TASK STATEMENT: Copy out every line of all the items below, requests included, offsetting each polygon vertex coordinate in the answers by adding 51 to it. Leave the pictures out of your answer.

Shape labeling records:
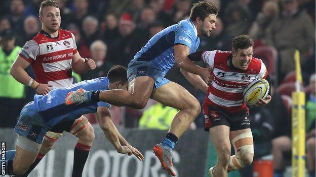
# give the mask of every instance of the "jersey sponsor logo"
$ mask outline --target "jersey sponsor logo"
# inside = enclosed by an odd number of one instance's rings
[[[53,44],[51,43],[46,44],[46,48],[47,49],[47,51],[54,51],[54,47],[53,47]]]
[[[24,124],[20,124],[18,125],[18,128],[23,132],[25,132],[27,129],[27,125]]]
[[[59,54],[57,55],[52,56],[49,56],[49,57],[45,56],[43,58],[43,61],[50,61],[57,60],[59,58],[66,58],[67,56],[71,57],[72,56],[72,55],[73,55],[72,53],[68,53],[61,54]]]
[[[225,78],[225,75],[226,75],[226,73],[219,72],[217,73],[217,76],[221,78]]]
[[[242,76],[242,81],[243,82],[248,82],[250,80],[250,76],[248,74],[245,74]]]
[[[26,58],[29,58],[29,54],[26,51],[24,50],[23,48],[22,49],[20,53]]]
[[[179,40],[182,40],[183,41],[186,42],[188,43],[189,44],[191,44],[191,40],[190,39],[189,39],[188,38],[187,38],[185,37],[180,36],[180,37],[179,37]]]
[[[67,48],[70,47],[70,43],[67,40],[64,41],[64,45]]]

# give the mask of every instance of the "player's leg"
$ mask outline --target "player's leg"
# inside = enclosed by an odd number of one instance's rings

THE RESULT:
# give the mask of every instance of the "jersey sponsor logo"
$ mask outline --target "jersey sponsor logo"
# inside = enclosed by an odd number of one instance's rings
[[[104,95],[102,94],[97,95],[97,99],[98,100],[98,102],[105,102],[105,98],[104,98]]]
[[[75,175],[71,175],[69,176],[69,179],[74,183],[76,183],[78,180],[78,176]]]
[[[110,105],[108,106],[103,107],[100,107],[100,108],[96,107],[94,109],[94,112],[101,112],[108,111],[110,109],[117,109],[118,107],[122,108],[123,107],[123,106],[124,106],[123,104],[119,104],[112,105]]]
[[[276,129],[276,126],[277,126],[277,124],[270,123],[268,124],[268,127],[272,129]]]
[[[293,127],[293,132],[294,133],[299,133],[301,131],[301,127],[299,125],[296,125]]]
[[[77,109],[80,109],[80,105],[77,102],[75,101],[74,99],[73,100],[71,104]]]
[[[230,91],[233,91],[234,92],[237,93],[239,94],[240,95],[242,95],[242,91],[241,90],[240,90],[239,89],[238,89],[236,88],[231,87],[231,88],[230,88]]]
[[[118,99],[121,98],[121,94],[118,91],[115,92],[115,96]]]

# give the mask of every instance of the "player's leg"
$ mask outline --target "player's leg"
# inside = enclosed by an odd number of one instance's rings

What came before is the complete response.